[Region pointing data]
:::
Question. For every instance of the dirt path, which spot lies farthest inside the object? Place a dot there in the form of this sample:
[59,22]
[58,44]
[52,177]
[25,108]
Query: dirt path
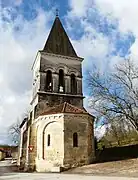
[6,167]
[128,168]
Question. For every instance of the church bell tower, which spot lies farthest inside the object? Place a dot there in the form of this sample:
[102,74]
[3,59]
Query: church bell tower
[57,73]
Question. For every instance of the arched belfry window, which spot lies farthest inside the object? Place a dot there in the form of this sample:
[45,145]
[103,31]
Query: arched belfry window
[75,140]
[73,84]
[49,81]
[61,86]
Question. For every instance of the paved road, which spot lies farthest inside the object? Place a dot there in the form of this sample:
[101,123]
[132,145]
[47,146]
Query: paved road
[7,174]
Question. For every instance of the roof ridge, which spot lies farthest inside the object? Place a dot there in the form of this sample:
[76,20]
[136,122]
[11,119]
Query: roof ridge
[58,41]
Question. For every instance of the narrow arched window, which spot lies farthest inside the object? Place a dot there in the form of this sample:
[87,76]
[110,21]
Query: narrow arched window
[61,86]
[48,140]
[75,140]
[49,81]
[73,84]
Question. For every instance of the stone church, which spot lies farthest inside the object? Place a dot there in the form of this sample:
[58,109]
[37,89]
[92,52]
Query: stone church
[59,132]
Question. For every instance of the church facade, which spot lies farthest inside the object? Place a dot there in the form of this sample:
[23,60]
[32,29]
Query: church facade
[59,133]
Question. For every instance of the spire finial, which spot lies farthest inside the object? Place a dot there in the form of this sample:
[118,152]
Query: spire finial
[57,12]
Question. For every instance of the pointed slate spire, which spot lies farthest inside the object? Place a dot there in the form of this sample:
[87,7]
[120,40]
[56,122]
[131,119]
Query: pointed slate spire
[58,41]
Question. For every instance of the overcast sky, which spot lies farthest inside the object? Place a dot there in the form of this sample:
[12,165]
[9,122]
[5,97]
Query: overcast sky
[102,31]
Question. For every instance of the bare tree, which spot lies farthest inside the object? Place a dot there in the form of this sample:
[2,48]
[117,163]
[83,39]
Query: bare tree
[115,95]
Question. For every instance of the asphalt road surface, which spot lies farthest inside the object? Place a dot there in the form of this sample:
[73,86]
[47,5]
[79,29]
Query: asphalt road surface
[7,173]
:::
Directions: Every line above is to be reproduced verbatim, and the pictures are to be omitted.

Completed task:
Question. For every instance of the dirt path, which spot lies farthest inside the object? Place a dot there in the form of this sample:
[59,22]
[58,44]
[52,177]
[25,108]
Query: dirt path
[6,167]
[128,168]
Question. For every instance of the church bell tower, which spot lies farthest inside the object? Place a dot there in the form of this sample:
[102,74]
[3,59]
Query: church bell tower
[57,73]
Question. For every instance of the arched belfry window, which spot lies farthest inside the object? Place a dot there in the form of this sample:
[45,145]
[103,31]
Query: arched belfry window
[75,140]
[73,84]
[49,81]
[61,86]
Question. For every instance of the paved road, which spot lies farthest inside the object? Place a dot there in the form of this sample:
[101,123]
[132,145]
[47,146]
Query: paved road
[7,174]
Question. For every instance of the roof ridge, which spot lies farthest inside the object? Place a dot there in the form of this sample:
[76,20]
[136,122]
[11,119]
Query: roof ridge
[58,41]
Question. For every instance of the narrow arched window, which spot lies farthest inside the object? Place a dot there in the form of this sample:
[87,76]
[110,21]
Query: narrow arched window
[61,86]
[48,140]
[75,140]
[49,81]
[73,84]
Question. For every instance of the stone church, which spot lies farthest inside the object? Place a dot there in the form of this sample:
[58,109]
[37,89]
[92,52]
Query: stone church
[59,132]
Question. For every instance of the church facade, which spot lies farthest inside the object? Place a dot there in the form of this sample:
[23,60]
[32,29]
Query: church facade
[59,133]
Question. For every instance of the spire finial, which spot lies farthest inside the object? Place a dot there in the form of this sample:
[118,152]
Query: spire finial
[57,12]
Question. For every instance of the pointed slate spire, which spot lies farthest inside the object? Place a dot there in the form of this sample:
[87,7]
[120,40]
[56,122]
[131,119]
Query: pointed slate spire
[58,41]
Question. For every instance of the overcast sky, which spot lies farthest inside the object? Place a dot there in the form of this sample:
[12,165]
[9,122]
[5,97]
Query: overcast sky
[102,31]
Question. For every instance of the bare tree, which spot lies farthest inside the object? Place a dot there in the form of this sample:
[2,48]
[117,163]
[83,39]
Query: bare tree
[115,95]
Question. For every instance of the asphalt road surface, which spot lies farthest inside the object? Place a dot there in the form of this sample:
[73,86]
[47,5]
[79,29]
Query: asphalt road surface
[7,173]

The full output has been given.